Work to do:
Present every item below as a numbered list with one line per entry, leaving out blank lines and the pictures.

Records of labeled points:
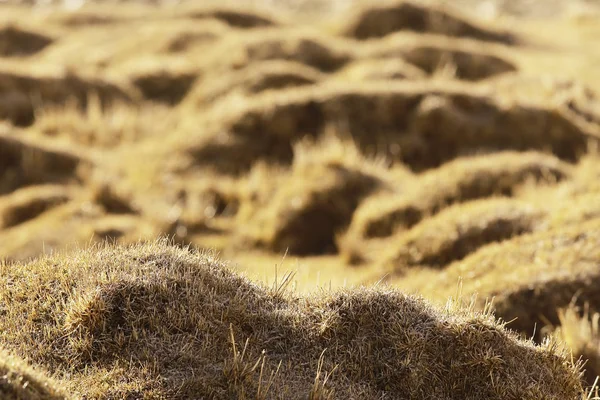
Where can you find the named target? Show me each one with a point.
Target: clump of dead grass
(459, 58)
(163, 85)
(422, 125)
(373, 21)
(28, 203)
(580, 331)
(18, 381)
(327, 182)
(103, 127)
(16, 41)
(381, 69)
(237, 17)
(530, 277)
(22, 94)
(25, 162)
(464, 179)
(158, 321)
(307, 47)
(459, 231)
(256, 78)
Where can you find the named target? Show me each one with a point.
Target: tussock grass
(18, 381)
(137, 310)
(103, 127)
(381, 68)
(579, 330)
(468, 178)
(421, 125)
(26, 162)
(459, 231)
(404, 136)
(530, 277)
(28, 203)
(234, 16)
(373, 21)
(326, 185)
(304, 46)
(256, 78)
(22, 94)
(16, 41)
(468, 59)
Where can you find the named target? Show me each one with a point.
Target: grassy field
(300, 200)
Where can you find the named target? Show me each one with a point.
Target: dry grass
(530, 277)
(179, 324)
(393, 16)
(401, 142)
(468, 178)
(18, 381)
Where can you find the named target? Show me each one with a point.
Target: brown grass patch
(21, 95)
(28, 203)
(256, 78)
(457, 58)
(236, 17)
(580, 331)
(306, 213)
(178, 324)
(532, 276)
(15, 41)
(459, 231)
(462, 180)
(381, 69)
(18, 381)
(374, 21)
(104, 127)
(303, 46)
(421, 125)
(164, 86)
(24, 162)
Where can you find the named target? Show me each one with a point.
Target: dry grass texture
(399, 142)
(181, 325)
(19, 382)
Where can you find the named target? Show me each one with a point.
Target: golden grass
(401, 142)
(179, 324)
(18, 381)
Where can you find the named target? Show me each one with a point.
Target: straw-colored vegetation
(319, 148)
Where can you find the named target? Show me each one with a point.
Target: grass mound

Correct answer:
1. Where can you find the named target? Show me each one with a point.
2. Target: clump of dead grass
3. (459, 58)
4. (163, 85)
5. (422, 125)
6. (373, 21)
7. (28, 203)
8. (580, 331)
9. (18, 381)
10. (327, 182)
11. (103, 127)
12. (16, 41)
13. (381, 69)
14. (237, 17)
15. (530, 277)
16. (22, 94)
17. (25, 162)
18. (464, 179)
19. (158, 321)
20. (307, 47)
21. (459, 231)
22. (256, 78)
23. Where can you find the named target? Show me each one with a point.
24. Target: tussock grass
25. (18, 381)
26. (137, 310)
27. (103, 127)
28. (381, 68)
29. (579, 330)
30. (468, 178)
31. (421, 125)
32. (26, 162)
33. (459, 231)
34. (404, 136)
35. (530, 277)
36. (28, 203)
37. (234, 16)
38. (373, 21)
39. (326, 185)
40. (304, 46)
41. (256, 78)
42. (22, 94)
43. (16, 41)
44. (468, 59)
45. Where can you find the named target? Show me each one with a point.
46. Target: grassy field
47. (300, 200)
48. Where can you find the named target? Show me each one with a point.
49. Target: dry grass
50. (530, 277)
51. (179, 324)
52. (393, 16)
53. (401, 142)
54. (468, 178)
55. (18, 381)
56. Where can you find the named target? Show me each one with a point.
57. Target: brown grass patch
58. (21, 95)
59. (28, 203)
60. (256, 78)
61. (457, 58)
62. (236, 17)
63. (580, 331)
64. (306, 213)
65. (178, 324)
66. (532, 276)
67. (15, 41)
68. (459, 231)
69. (462, 180)
70. (381, 69)
71. (18, 381)
72. (374, 21)
73. (104, 127)
74. (303, 46)
75. (421, 125)
76. (164, 86)
77. (24, 162)
78. Where can you find the named target? Show me each one with a point.
79. Target: dry grass texture
80. (399, 142)
81. (181, 325)
82. (19, 382)
83. Where can you find the named target? Show me each one with a point.
84. Target: golden grass
85. (401, 142)
86. (179, 324)
87. (18, 381)
88. Where can you find the named target? Show me each one with a point.
89. Target: straw-colored vegetation
90. (319, 148)
91. Where can you find the named target? Show me each one with a point.
92. Target: grass mound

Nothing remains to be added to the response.